= Given exercise a =
In the forum post, at what value of x does the derivative of f(x) = αx(1−x) equal zero?

= Page =
++++++

Since $f(X) \subseteq X = [0,1]$ , I need to find the maximum value of the function to be 1, since $f(x) \subseteq [0,1]$ to be a subset.

Therefore,

$f'(x) = \alpha (1- 2x) = 0 \implies x = \frac{1}{2}$

Plug x = 1/2 back into, $f(x) = \alpha x (1-x) \implies \alpha =4$

Thus, since we are given prior that alpha is a positive real number then $\boxed{0 < \alpha \leq 4}$ where $f(X) \subseteq X=[0,1]$

b. To be a contraction, then its Lipschitz constant C for the mapping is $0 \leq c < 1$

Then $| f'(x) | \leq c$

So $| \alpha ( 1- 2x) | < c$

I am having troubles with this inequality. Since $x \in [0,1]$ , then $0 \leq x \leq 1$ and $0 \leq c < 1$ , how would I solve for the value of $\alpha$ in $0 \leq \alpha \leq 4$ ?

++++++

= Given exercise b =
Write out the rows again, from the very first one down to the line containing "top-left (0, 2), bottom-right (598, 397)", both ends included and the requests kept. Multiply every coordinate in the answers by 2.4 and round it to a whole number, with halves rounded up, leaving the numbers in the requests and their format samples as they are.

++++++

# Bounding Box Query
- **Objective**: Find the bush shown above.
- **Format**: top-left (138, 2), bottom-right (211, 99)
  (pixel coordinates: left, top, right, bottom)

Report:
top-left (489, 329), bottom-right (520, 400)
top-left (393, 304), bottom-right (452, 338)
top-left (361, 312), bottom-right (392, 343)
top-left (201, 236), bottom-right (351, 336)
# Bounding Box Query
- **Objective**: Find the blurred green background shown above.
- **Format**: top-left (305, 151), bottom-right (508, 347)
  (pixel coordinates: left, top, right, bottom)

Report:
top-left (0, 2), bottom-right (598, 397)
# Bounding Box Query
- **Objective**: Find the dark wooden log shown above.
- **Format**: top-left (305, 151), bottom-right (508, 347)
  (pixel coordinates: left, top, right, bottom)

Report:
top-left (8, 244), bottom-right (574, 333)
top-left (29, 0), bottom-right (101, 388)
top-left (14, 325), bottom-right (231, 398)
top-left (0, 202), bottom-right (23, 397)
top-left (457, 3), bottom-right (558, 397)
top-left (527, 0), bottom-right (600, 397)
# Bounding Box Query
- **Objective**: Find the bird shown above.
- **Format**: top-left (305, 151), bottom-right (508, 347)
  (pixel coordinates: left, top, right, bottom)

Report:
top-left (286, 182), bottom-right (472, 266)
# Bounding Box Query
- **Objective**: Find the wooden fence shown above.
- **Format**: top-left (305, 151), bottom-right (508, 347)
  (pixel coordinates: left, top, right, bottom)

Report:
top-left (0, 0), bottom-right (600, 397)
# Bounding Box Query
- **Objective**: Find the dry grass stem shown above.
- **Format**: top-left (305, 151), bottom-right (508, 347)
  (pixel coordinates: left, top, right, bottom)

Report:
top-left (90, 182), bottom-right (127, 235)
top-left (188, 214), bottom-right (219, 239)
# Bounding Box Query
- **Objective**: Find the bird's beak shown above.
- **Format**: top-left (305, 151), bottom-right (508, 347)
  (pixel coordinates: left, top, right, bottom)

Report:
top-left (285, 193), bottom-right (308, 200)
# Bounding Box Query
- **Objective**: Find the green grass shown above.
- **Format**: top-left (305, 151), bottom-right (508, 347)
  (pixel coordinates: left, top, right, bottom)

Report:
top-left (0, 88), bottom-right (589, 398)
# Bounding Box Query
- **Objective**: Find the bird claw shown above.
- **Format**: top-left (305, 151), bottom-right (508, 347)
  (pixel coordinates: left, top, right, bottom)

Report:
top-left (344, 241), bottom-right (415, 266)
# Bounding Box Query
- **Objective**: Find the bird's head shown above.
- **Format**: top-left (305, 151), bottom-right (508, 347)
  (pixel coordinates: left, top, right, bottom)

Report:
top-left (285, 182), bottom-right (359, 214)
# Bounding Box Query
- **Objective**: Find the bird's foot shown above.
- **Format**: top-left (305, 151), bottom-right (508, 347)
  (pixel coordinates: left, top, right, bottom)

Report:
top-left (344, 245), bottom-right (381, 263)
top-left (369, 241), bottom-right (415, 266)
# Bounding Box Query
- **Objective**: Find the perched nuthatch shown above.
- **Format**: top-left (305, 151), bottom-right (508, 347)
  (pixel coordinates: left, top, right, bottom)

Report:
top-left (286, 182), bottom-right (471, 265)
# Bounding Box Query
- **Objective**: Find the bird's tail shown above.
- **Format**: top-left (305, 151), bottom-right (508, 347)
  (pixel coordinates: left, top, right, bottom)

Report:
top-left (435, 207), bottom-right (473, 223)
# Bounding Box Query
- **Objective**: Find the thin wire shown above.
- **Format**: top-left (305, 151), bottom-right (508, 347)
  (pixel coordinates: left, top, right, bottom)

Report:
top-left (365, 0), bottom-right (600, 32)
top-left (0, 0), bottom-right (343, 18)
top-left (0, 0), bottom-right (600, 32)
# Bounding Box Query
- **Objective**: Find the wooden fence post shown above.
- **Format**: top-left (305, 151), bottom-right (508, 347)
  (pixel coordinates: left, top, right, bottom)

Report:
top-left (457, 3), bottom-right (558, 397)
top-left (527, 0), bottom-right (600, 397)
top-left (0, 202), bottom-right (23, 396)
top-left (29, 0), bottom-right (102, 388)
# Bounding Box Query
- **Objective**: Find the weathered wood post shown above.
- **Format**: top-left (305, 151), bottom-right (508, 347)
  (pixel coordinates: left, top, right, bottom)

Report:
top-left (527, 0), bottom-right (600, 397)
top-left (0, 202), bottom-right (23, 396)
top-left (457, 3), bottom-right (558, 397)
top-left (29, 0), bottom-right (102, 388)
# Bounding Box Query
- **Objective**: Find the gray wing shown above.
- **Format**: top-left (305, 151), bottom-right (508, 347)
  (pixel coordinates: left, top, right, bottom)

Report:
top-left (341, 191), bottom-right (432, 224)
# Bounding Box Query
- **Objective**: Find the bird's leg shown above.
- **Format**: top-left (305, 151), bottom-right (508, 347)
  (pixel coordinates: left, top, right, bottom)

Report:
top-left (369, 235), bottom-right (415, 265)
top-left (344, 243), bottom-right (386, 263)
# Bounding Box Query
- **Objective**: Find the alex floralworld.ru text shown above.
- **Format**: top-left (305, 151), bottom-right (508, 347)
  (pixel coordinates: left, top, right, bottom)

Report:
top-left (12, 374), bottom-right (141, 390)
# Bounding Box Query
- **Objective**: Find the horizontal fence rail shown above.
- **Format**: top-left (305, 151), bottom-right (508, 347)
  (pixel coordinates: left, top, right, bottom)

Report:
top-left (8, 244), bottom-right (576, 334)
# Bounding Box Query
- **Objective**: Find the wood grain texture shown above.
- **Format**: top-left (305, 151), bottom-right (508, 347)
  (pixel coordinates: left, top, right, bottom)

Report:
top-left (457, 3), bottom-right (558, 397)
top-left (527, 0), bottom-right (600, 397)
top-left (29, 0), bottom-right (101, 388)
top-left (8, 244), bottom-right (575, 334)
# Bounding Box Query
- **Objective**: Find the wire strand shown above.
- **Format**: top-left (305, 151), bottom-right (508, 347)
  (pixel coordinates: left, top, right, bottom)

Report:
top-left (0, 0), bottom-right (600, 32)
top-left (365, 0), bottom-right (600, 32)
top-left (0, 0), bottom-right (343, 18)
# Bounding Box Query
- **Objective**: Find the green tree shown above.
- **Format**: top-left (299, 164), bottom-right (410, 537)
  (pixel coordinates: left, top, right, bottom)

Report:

++++++

= Answer a =
x = 1/2

= Answer b =
# Bounding Box Query
- **Objective**: Find the bush shown above.
- **Format**: top-left (138, 2), bottom-right (211, 99)
  (pixel coordinates: left, top, right, bottom)

Report:
top-left (1174, 790), bottom-right (1248, 960)
top-left (943, 730), bottom-right (1085, 811)
top-left (866, 749), bottom-right (941, 823)
top-left (482, 566), bottom-right (842, 806)
# Bounding Box Query
- **Objective**: Find the blurred green background shown above.
- **Format**: top-left (305, 151), bottom-right (508, 347)
  (pixel coordinates: left, top, right, bottom)

Report:
top-left (0, 5), bottom-right (1435, 953)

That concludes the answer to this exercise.